### Dataset
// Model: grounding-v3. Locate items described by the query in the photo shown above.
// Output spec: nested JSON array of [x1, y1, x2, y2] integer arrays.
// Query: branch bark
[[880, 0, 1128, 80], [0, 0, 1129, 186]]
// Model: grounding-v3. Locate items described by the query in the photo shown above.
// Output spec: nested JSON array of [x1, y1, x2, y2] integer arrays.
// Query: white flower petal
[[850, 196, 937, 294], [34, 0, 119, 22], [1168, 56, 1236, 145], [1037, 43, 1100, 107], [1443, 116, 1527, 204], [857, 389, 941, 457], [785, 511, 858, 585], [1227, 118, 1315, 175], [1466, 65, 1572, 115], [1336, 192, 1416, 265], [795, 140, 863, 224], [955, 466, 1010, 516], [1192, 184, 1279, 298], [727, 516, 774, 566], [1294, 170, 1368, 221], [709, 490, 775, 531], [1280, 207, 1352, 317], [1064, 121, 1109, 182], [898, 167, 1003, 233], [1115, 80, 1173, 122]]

### Required work
Write each line of the data above out again without altering a word.

### Response
// Model: grounding-v3. Locate items described by the query in the photo shown above.
// Output spec: nested JSON array of [x1, y1, x2, y2] integer arrays.
// Query: branch bark
[[880, 0, 1128, 80], [0, 0, 1129, 186]]
// Model: grounding-v3. Locate items described by the query in the photo shown above.
// Output spec: nested JSON array of [x1, y1, x2, y2] integer arrays.
// Query: white flower petal
[[850, 196, 937, 294], [34, 0, 119, 22], [1168, 56, 1236, 145], [1037, 43, 1100, 107], [1443, 116, 1527, 204], [857, 389, 941, 457], [785, 511, 858, 585], [1227, 118, 1315, 175], [1466, 65, 1572, 115], [1336, 192, 1416, 265], [795, 140, 863, 224], [955, 466, 1010, 516], [1192, 184, 1279, 298], [727, 516, 774, 566], [1294, 170, 1368, 221], [709, 490, 775, 531], [1280, 207, 1352, 317], [1064, 121, 1109, 182], [898, 167, 1003, 233], [1115, 80, 1173, 122]]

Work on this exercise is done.